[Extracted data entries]
^^^^^^^^^^^^^^^^
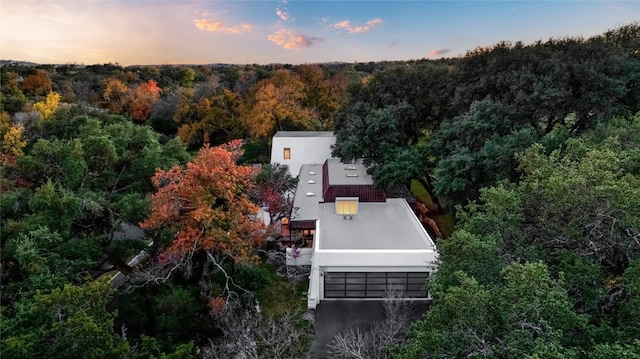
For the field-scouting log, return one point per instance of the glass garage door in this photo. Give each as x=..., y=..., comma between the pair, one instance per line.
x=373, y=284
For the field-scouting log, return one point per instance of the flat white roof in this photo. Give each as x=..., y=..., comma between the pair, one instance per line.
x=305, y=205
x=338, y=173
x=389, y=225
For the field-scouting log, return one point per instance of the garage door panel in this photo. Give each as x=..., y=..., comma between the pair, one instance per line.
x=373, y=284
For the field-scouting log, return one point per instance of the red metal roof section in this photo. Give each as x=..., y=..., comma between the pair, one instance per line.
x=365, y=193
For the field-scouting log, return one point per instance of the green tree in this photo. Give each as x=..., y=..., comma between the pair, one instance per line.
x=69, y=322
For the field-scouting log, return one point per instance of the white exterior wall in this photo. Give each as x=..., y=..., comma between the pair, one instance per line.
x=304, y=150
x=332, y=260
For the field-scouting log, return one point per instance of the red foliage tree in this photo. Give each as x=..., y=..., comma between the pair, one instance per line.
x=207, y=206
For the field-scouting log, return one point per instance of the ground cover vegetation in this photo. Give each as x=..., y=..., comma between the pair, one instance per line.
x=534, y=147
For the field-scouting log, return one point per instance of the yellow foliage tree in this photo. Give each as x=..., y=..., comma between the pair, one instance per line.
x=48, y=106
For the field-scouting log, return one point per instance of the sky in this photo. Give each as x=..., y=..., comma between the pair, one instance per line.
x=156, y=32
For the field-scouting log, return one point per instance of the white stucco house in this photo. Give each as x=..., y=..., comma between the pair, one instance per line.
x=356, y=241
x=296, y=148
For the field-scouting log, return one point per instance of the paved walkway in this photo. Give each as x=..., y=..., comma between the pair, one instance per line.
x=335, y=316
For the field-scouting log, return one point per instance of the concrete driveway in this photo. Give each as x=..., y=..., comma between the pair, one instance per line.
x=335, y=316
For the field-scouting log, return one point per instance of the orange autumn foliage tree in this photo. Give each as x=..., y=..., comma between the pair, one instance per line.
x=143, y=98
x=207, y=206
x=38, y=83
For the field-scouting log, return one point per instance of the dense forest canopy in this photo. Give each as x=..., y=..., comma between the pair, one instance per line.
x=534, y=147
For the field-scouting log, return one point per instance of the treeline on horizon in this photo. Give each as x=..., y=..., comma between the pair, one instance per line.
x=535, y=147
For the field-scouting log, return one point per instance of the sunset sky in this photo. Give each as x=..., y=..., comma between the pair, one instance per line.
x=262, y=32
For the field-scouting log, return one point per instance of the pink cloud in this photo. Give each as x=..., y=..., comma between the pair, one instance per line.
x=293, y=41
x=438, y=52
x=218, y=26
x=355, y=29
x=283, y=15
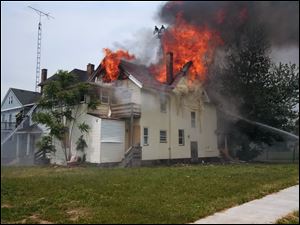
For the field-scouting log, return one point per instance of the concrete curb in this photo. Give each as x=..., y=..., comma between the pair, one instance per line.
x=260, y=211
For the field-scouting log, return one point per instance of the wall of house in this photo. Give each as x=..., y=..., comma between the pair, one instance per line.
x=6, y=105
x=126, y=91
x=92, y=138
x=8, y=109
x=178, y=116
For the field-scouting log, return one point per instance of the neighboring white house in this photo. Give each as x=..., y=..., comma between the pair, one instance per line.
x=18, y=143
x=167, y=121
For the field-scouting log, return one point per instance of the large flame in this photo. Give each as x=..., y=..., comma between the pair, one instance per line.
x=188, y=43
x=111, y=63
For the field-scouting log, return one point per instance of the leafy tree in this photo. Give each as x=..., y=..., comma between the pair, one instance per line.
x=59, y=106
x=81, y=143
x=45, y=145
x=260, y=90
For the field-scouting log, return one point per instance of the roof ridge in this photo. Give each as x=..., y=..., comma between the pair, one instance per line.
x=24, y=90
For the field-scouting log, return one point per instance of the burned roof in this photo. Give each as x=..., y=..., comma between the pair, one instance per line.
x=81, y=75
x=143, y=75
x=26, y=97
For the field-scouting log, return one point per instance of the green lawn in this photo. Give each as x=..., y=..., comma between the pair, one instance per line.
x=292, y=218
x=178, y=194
^^^^^^^^^^^^^^^^
**EXERCISE AIM**
Copy out every line of the data above word for word, leaving out the pictures.

**EXERCISE SOLUTION**
For the field-scouting log, return one point per instance of the glass garage door in this photo. Give each as x=..., y=..., comma between the pair, one instance per line.
x=373, y=284
For the field-scouting log, return one point per instance of the flat white roof in this photo. Give each as x=..., y=..., comma between the pair, one instance per line.
x=305, y=205
x=338, y=173
x=389, y=225
For the field-scouting log, return one point per instance of the garage door panel in this photo. Give each as x=..., y=..., comma between the pair, one instance per line.
x=373, y=284
For the field-scouting log, return one point per instance of the red metal roof section in this photo. Give each as x=..., y=..., comma between the pair, one instance per line.
x=365, y=193
For the field-scouting log, return one point per instance of the green tree in this photo. Give each as x=..., y=..., comma between the pair, one instance per line.
x=69, y=322
For the field-scouting log, return one point per instance of the white exterior wall in this photo. Give each as x=..., y=..., comma between the pair, one instance per line.
x=304, y=150
x=332, y=260
For the field-scouting log, return one point per instance of the red foliage tree in this photo. Give each as x=..., y=..., comma between the pair, one instance per line.
x=207, y=206
For the field-scouting log, return one point per instance of the ground cover vegetation in this photo. Give each as x=..., y=..., comma between the pair, one instance per line.
x=534, y=147
For the field-scouting log, return one point per instance of the yellow foliage tree in this photo. Give each as x=..., y=..., comma between the pair, one instance per line.
x=48, y=106
For the field-scouting log, return one point per instance of the sky in this photo. Give each as x=..., y=..., comma between the pair, one instance per line.
x=156, y=32
For the field-scouting log, return one point per instance of the white stucco house in this photo. Give each as x=..., y=..., comma between the pair, one instance per line.
x=356, y=241
x=296, y=148
For the field-scouting log, return one point per instance of the paved walkway in this photo. Give each as x=..., y=..., comma between the pair, one instance per line.
x=335, y=316
For the field-scouting log, return one point per instance of the concrete driveway in this photo. Give each as x=..., y=..., comma between the pair, one instance per line.
x=335, y=316
For the field-scouting log, return one point per instance of the orange autumn foliage tree in this photo. Give each as x=..., y=..., comma between the pair, one instance per line.
x=143, y=98
x=207, y=206
x=38, y=83
For the field-scouting log, return one point per instance of the dense forest canopy in this photo. Give each as x=..., y=..., comma between the pair, one instance per line.
x=534, y=147
For the field-scouting log, return one point per instance of the treeline on horizon in this photo. Give each as x=..., y=..., comma between the pair, one instance per line.
x=535, y=147
For the field-scouting log, return one point per instance of the sunset sky in this photo. Give each as x=..., y=..., comma between the pair, one instance per line.
x=262, y=32
For the field-scouting log, return one point per instance of the pink cloud in this photo. Give each as x=..., y=..., comma between the pair, one instance per line.
x=293, y=41
x=438, y=52
x=218, y=26
x=355, y=29
x=283, y=15
For the field-scouting log, return one point per instance of the concrete curb in this photo. Give each as x=..., y=..., comma between the pair, one instance per line.
x=260, y=211
For the field-scouting log, return one point per instance of the wall of house in this photo. Give each as x=..., y=..., comma between the pair, one instance per line.
x=6, y=105
x=126, y=91
x=92, y=138
x=8, y=109
x=178, y=116
For the field-scouting log, return one point per instance of the neighboring white house in this photo. Give each as x=..., y=..., comma between the pair, one instance per line.
x=18, y=143
x=167, y=121
For the field-scouting log, return one point per instance of the large flame in this photo. Give each as x=..., y=..., comma between the pair, one instance per line.
x=188, y=43
x=111, y=63
For the field-scouting log, return one point per instance of the leafy tree in this photo. Give each as x=..., y=..., comma between the pair, one instance per line.
x=59, y=106
x=81, y=143
x=45, y=145
x=260, y=90
For the field-scouting log, return one point per instance of the roof ridge in this photo. Give each as x=..., y=..., comma between the pair, one instance per line.
x=24, y=90
For the field-scouting log, return one point per instance of the burned roof in this photo. Give each as x=..., y=..., comma between the pair, one instance per line.
x=81, y=75
x=143, y=75
x=26, y=97
For the field-scouting log, return one point per instance of the green lawn in this photo. Give each as x=..., y=..., comma between the pair, one instance per line.
x=292, y=218
x=178, y=194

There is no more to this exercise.